» **Source data**:
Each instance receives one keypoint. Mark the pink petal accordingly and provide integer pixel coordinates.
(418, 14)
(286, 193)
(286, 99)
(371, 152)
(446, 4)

» **Your goal**:
Your task is to copy every record exactly.

» **Task output**:
Each instance receives one keypoint. Mark the pink petal accordingly and provide integer pixel coordinates.
(418, 14)
(286, 193)
(286, 99)
(371, 152)
(446, 4)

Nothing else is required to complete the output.